:: PROBLEM REQUIREMENTS ::
Please copy the records word for word, beginning at the start of the records and stopping after the line that contains "pixel 67 361". Leave the pictures out of your copy.

Object position labeling records
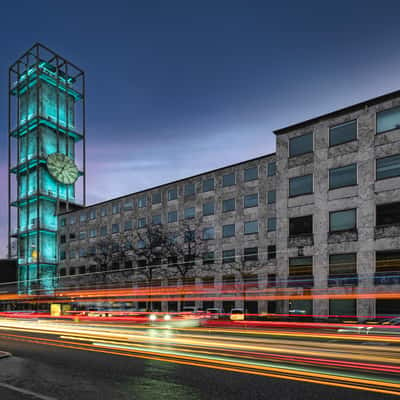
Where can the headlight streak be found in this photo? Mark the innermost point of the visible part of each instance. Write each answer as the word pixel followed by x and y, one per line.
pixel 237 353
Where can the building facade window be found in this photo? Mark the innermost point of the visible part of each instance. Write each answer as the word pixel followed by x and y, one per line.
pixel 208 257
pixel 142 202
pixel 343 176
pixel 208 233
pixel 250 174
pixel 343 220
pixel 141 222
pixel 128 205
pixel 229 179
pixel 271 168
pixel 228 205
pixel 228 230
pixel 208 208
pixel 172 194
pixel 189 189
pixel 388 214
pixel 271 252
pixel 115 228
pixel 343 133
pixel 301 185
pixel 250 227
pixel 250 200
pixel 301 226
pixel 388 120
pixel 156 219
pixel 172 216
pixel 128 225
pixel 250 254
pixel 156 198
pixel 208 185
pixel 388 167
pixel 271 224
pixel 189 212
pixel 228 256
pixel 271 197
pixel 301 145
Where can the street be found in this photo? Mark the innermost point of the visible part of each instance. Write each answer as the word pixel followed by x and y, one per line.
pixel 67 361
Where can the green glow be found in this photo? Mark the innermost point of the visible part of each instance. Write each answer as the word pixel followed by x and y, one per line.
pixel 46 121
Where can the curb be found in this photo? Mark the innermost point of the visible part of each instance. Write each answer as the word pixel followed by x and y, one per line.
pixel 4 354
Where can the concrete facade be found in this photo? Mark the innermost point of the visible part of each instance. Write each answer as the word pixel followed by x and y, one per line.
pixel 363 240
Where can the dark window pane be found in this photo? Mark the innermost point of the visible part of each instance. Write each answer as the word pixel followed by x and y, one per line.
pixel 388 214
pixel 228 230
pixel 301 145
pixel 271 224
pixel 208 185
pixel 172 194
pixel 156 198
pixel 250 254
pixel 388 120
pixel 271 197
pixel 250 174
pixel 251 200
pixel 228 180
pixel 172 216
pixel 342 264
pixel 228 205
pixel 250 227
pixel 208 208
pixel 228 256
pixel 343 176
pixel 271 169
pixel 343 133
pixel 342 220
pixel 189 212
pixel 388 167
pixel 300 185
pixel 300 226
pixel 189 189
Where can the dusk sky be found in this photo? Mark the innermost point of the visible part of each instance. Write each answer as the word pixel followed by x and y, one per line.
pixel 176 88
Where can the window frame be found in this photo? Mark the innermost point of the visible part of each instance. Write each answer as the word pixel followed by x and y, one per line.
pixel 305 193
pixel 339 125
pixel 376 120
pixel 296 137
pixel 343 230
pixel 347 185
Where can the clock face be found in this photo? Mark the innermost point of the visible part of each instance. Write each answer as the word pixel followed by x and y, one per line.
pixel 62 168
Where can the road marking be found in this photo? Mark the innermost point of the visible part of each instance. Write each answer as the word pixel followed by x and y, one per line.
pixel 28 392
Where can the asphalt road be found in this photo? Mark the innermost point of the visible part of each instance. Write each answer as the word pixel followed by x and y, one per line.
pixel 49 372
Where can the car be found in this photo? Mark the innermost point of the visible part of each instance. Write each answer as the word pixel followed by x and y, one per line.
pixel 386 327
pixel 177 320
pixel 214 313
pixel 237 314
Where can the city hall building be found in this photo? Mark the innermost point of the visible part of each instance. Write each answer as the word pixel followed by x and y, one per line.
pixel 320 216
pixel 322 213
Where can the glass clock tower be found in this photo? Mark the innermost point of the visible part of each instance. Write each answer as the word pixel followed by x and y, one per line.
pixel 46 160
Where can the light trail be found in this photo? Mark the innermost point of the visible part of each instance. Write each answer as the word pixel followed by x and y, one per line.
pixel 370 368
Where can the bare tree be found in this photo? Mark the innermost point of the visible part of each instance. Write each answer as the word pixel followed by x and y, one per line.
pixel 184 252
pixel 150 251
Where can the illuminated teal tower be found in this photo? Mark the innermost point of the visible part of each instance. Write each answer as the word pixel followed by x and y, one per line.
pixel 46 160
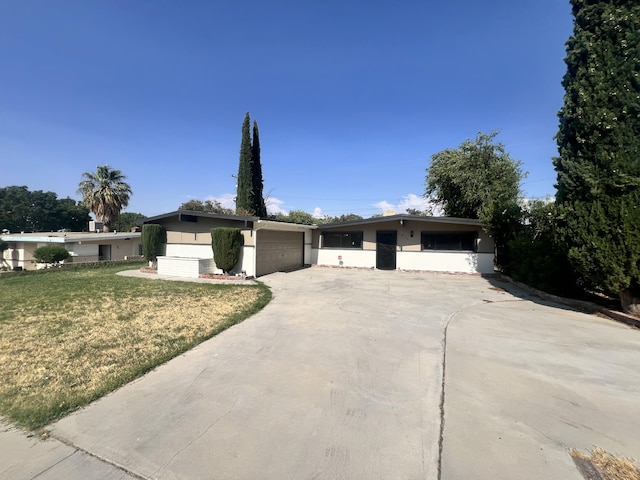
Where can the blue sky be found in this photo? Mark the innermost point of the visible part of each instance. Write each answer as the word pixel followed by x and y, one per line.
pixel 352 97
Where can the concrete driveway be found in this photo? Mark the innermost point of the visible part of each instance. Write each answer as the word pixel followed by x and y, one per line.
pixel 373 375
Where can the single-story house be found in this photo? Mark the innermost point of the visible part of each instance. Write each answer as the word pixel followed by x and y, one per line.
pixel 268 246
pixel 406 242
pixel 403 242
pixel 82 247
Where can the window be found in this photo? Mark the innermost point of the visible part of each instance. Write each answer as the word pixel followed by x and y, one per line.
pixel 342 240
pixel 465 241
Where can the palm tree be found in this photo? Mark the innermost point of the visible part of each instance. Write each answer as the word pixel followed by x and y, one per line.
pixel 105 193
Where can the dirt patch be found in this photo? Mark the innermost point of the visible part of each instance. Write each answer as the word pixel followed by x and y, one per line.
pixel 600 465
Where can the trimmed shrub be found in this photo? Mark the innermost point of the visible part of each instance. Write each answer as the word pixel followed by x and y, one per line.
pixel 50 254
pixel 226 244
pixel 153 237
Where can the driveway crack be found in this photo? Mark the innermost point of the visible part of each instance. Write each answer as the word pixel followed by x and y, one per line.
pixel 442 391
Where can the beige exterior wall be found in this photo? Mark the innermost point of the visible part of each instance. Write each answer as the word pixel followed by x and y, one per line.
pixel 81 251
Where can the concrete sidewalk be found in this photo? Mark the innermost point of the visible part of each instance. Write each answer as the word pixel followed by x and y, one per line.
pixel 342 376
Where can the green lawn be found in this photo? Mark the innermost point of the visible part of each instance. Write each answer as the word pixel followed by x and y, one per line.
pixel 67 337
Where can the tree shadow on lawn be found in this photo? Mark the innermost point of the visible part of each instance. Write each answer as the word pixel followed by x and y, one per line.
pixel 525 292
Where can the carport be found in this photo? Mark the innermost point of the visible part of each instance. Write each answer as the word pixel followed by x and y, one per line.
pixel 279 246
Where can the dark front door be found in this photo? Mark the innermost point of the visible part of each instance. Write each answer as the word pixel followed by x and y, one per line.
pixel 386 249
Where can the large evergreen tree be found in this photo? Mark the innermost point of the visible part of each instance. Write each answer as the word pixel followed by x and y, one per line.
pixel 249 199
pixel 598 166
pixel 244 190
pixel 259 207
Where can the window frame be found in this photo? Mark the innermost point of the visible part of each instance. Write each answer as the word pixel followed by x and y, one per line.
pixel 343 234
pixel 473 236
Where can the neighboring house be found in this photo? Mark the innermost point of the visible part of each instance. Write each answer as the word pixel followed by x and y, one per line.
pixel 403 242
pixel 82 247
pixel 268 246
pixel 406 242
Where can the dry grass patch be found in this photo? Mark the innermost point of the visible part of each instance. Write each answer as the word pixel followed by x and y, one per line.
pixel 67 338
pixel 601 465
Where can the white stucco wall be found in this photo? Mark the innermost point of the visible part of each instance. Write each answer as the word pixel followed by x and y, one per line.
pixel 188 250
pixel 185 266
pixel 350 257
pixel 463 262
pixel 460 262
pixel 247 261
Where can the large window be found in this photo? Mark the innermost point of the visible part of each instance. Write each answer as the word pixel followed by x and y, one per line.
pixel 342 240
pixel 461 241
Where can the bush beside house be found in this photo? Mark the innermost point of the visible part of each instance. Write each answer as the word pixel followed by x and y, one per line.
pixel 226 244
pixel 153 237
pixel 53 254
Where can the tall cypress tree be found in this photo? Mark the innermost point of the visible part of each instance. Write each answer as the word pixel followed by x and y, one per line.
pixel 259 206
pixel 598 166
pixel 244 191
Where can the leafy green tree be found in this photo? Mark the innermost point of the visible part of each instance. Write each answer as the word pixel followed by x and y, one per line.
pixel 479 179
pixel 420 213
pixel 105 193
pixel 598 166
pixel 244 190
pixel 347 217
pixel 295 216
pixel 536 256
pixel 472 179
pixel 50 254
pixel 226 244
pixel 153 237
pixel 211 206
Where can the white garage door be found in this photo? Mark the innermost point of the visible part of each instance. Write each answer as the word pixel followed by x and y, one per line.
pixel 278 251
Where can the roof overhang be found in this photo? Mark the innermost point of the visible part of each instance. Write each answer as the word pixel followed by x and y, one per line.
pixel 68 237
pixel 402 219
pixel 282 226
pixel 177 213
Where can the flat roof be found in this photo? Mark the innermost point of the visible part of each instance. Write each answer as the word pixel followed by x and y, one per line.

:: SOLUTION TO THE EXERCISE ::
Where can the headlight streak be found in this photo? Mark the innermost point of the visible part of each instance. Write each answer as the word pixel followed by x and y, one per line.
pixel 237 353
Where can the building facade window be found in this photo? Mark the innermost point of the visible part of each instance. Write each answer as the word pixel followed by x and y, one per line.
pixel 208 257
pixel 142 202
pixel 343 176
pixel 208 233
pixel 250 174
pixel 343 220
pixel 141 222
pixel 128 205
pixel 229 179
pixel 271 168
pixel 228 205
pixel 228 230
pixel 208 208
pixel 172 194
pixel 189 189
pixel 388 214
pixel 271 252
pixel 115 228
pixel 343 133
pixel 301 185
pixel 250 227
pixel 250 200
pixel 301 226
pixel 388 120
pixel 156 219
pixel 172 216
pixel 128 225
pixel 250 254
pixel 156 198
pixel 208 185
pixel 388 167
pixel 271 224
pixel 189 212
pixel 228 256
pixel 271 197
pixel 301 145
Where can the street be found in this photo? Mark the innermost point of the visible part of each instance. Write each answer as the word pixel followed by x and y, one per line.
pixel 67 361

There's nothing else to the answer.